▸ **What this task involves**
Please set out the rows below as a JSON list of strings, one string per line with blank lines omitted, starting with the line that contains "Exercise. Tag the white flagpole" and going on through the line that contains "x=363, y=114". Include only those lines.

* * * * *

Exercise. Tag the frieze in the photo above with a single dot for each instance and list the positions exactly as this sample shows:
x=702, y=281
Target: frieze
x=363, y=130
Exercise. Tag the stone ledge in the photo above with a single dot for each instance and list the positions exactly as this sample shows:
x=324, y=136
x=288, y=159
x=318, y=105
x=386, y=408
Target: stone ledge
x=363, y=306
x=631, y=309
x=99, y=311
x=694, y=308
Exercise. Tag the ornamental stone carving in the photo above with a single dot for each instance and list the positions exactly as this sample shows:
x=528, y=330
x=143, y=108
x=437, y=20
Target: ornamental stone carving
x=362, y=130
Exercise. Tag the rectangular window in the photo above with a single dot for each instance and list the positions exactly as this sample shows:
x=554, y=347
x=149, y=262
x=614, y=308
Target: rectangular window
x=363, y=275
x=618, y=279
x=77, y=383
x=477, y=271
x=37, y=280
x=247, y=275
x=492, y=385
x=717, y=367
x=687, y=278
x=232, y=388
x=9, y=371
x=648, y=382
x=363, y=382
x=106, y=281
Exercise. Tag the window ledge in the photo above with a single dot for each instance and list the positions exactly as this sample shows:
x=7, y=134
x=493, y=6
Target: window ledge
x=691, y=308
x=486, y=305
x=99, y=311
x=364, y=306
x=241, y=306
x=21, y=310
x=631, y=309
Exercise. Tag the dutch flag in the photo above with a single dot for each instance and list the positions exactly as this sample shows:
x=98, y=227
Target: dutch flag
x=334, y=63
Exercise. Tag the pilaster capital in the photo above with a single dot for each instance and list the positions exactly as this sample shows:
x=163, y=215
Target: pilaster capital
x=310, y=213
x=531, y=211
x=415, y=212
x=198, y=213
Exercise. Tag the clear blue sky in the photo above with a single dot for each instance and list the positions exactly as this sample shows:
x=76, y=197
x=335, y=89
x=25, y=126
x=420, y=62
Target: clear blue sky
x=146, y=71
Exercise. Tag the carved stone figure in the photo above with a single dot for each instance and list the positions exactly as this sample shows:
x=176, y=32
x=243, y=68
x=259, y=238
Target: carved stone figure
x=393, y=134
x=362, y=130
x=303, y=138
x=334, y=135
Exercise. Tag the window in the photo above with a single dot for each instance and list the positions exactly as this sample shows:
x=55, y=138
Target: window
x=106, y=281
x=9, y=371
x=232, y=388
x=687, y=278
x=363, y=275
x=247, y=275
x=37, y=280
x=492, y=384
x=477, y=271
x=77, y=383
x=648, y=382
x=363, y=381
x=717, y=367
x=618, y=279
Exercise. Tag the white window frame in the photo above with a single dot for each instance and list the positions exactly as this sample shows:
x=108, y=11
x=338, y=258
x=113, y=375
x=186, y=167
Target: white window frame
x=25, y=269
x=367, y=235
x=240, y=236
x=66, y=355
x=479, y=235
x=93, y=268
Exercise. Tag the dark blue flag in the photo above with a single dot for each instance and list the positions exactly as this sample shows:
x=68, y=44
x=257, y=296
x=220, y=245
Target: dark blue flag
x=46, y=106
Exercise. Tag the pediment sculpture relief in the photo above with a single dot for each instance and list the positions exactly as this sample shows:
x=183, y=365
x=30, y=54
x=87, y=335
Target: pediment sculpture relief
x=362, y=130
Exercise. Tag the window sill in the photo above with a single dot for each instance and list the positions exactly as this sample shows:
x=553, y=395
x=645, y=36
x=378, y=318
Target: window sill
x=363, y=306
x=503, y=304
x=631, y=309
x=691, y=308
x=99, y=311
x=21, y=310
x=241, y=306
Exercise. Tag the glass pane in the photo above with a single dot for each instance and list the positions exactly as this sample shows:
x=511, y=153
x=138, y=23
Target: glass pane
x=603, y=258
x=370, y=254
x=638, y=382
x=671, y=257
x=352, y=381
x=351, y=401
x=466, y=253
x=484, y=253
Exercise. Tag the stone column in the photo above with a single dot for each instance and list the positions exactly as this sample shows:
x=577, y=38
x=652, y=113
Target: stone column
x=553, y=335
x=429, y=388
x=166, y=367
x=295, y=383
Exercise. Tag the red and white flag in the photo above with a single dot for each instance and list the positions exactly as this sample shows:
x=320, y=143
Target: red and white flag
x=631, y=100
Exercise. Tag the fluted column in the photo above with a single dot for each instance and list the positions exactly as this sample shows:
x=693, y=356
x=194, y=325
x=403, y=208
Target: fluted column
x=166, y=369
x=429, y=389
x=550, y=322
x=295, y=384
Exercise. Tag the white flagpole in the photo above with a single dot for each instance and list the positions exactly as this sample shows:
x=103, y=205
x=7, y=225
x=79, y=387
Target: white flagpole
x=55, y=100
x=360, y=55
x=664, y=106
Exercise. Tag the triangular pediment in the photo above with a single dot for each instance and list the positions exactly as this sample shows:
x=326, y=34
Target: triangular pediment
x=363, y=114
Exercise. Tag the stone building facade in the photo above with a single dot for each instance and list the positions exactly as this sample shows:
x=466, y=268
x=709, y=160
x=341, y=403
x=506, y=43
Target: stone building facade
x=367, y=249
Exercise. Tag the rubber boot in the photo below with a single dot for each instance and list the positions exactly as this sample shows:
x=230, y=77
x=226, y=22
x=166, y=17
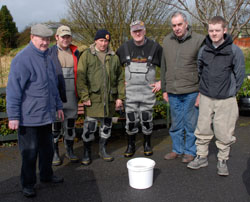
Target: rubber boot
x=69, y=151
x=102, y=150
x=130, y=151
x=56, y=158
x=147, y=146
x=86, y=159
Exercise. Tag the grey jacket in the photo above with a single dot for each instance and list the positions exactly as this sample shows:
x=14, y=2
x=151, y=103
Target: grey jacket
x=179, y=73
x=221, y=69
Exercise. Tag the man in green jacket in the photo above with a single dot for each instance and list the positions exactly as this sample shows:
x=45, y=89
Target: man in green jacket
x=179, y=80
x=100, y=85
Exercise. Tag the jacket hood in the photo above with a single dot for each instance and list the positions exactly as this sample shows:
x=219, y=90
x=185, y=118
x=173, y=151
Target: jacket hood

* * * * *

▸ **Exercise result**
[
  "Exercise. Tag the white flagpole in the photo above with a single dot for each instance and list the positions exactly as this sample shows:",
  "x=103, y=205",
  "x=7, y=225",
  "x=79, y=387",
  "Target: white flagpole",
  "x=55, y=100",
  "x=360, y=55",
  "x=664, y=106",
  "Exercise. Tag the triangular pediment in the photo above with a single dot for each instance and list the positions exactly as this sample shows:",
  "x=326, y=34",
  "Target: triangular pediment",
  "x=363, y=114"
]